YOUR INSTRUCTIONS: Reproduce each line of the material exactly as it reads.

INPUT MATERIAL:
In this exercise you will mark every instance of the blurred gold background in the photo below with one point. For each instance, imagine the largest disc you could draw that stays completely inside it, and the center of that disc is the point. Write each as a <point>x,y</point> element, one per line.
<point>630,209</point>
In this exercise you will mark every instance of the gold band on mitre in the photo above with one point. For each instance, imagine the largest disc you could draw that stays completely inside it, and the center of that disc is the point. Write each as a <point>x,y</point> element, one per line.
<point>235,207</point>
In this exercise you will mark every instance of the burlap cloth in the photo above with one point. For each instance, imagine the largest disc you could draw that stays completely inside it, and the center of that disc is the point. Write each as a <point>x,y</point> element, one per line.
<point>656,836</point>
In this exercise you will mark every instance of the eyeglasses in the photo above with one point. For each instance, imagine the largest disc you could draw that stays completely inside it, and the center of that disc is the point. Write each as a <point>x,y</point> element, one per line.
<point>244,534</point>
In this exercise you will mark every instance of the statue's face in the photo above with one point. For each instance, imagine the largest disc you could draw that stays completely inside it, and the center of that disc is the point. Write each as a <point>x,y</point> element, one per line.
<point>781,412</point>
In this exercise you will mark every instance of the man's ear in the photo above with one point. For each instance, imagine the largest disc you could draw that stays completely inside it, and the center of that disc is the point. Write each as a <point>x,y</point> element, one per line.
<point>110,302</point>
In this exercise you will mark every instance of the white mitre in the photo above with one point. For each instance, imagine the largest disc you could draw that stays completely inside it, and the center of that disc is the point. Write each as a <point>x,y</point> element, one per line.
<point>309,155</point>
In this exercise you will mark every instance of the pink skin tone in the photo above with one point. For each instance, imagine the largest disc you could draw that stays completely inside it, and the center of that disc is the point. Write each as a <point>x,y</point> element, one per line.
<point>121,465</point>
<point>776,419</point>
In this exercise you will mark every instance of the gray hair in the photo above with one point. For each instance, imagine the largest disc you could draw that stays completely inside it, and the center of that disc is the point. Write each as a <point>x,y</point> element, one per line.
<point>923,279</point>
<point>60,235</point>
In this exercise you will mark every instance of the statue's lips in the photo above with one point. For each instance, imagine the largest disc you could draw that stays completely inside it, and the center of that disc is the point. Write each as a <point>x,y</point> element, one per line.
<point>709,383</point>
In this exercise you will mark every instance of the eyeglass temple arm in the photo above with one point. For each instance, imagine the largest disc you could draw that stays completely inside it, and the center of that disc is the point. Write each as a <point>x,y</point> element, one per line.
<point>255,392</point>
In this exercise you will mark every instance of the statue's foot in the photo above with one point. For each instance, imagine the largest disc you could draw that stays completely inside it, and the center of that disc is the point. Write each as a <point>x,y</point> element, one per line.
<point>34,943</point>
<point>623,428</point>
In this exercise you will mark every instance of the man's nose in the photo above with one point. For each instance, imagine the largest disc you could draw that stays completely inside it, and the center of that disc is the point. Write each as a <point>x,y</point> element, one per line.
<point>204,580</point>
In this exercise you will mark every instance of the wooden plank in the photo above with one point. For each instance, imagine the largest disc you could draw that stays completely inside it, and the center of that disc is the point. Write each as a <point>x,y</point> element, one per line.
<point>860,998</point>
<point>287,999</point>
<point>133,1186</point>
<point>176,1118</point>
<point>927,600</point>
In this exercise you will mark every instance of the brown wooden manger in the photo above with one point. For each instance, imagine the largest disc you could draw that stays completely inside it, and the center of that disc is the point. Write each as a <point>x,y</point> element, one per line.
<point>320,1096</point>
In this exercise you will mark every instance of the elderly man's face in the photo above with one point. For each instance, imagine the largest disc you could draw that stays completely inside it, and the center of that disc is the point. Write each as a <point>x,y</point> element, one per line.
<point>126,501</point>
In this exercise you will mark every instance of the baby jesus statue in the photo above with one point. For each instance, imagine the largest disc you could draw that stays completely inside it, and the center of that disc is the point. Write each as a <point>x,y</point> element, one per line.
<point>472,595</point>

RESPONSE TO THE TASK:
In this exercise you will mark every instance of the blurred gold background in the photo below with one point. For each instance, imagine the largest disc you could draw that stays completely inside it, and the center of that disc is the point. Write each as a <point>x,y</point> element, one per line.
<point>630,209</point>
In this exercise you will mark every instance of the gold band on mitre in the photo above with one point. For each instance, imagine the largest disc you could draw that stays completely inside it, and the center of that disc is the point. Write each as a <point>x,y</point> element, one per line.
<point>235,207</point>
In this exercise you will mark every instance of the burlap cloth in the photo above with one point. For each instance, imagine the largest disc you could draw that stays completely inside it, and the center of that disc is the point. Write each as a <point>x,y</point> element, one per line.
<point>656,836</point>
In this exercise you will mark every instance of the eyeglasses in the photo above with one point. For each instance, imagine the largest disc you could draw that stays completely inside it, and the center of that disc is the point. Write each as a <point>x,y</point> element, one per line.
<point>244,534</point>
In this exercise you will mark every instance of the statue's face in the photo above with one point. For each instance, imagine the largest disc you could draw that stays completely inside it, and the center of that disc is the point. Write each as a <point>x,y</point> element, one per line.
<point>781,412</point>
In this exercise you will mark every instance of the man's ear in the photo above with one point. For each instance, imagine the largest disc you could draw that stays completely inside it, and the center of that disc is the point. Write each as a <point>x,y</point> element, one per line.
<point>110,302</point>
In this exercise you will mark every instance of the white mitre in the photo above with one point. For each instance, imagine the largest disc you could draw that stays completely inside it, and the center of that disc is the point. Write each as a <point>x,y</point> element, one per line.
<point>309,155</point>
In this exercise you will mark every instance of the pink skin tone in the photo above with one point. For each instance, imagine the largest disc you could draw that stays completely inside it, and the center of that disc is the point. Write each as a <point>x,y</point> element, one per line.
<point>121,465</point>
<point>776,419</point>
In this exercise you will mark every instance of the gray hair in the photo above with one point. For each instance, imagine the largest disc you could draw that stays completely inside it, and the center of that disc is the point. Write each as a <point>x,y</point> element, one per line.
<point>923,279</point>
<point>60,235</point>
In this exercise you will mark every instance of the statue's lips in the photo above with one point. For each instance, imagine the largest disc you could draw that stays completely inside it, and the center of that disc is the point. Write each as a <point>x,y</point> element, one per line.
<point>709,383</point>
In this exercise you will mark every instance of the eyeglass temple arm in the photo above with one point. For each instance, imagine the largest disc you could draw that stays completely inside it, and the center of that disc is the point. Write each as a <point>x,y</point> element, one per line.
<point>255,392</point>
In this exercise you will mark every instance of the statue's foot in the photo above with one point. For each instance, imagine the largest disc you could draw that stays completely inside it, and the center of that disc is the point. Write each as a <point>x,y</point> element, one per line.
<point>34,943</point>
<point>623,428</point>
In this exercise you will mark every instance of the man's nose in the photo above with one point. For each instance, imagine the largest disc you could draw that stays completely inside it, and the center of that disc is the point. Write each as a <point>x,y</point> element, one per line.
<point>204,580</point>
In this exercise you will mark every instance of the wooden plank in the photo above with one point. For each instance, imagine the largest disc you could draw that stays completely inside it, and the center of that disc is the point. Write each as a <point>x,y</point> element, one per line.
<point>860,998</point>
<point>287,999</point>
<point>133,1186</point>
<point>176,1118</point>
<point>927,600</point>
In this exercise you will mark every instance of the brown wooden manger in the photo above with one point. For each instance, imagine the largest disc you could draw that stays completely inside it, and the center of that disc is the point. Write each as a <point>x,y</point> element, one per line.
<point>320,1096</point>
In this exercise you will mark every instance of the elderly man's face in the photo above with one point. For each instance, imagine the largest disc you could draw that stays completely inside it, and the center of that disc is the point. Write each as a <point>x,y</point> element, one per line.
<point>126,501</point>
In this exercise you will mark every instance of the baby jesus statue in the photo above with one point. For each instance, imagine the largest disc you could draw that stays completely inside it, and the center of that disc is the point. Write each as a <point>x,y</point> element, one per line.
<point>472,595</point>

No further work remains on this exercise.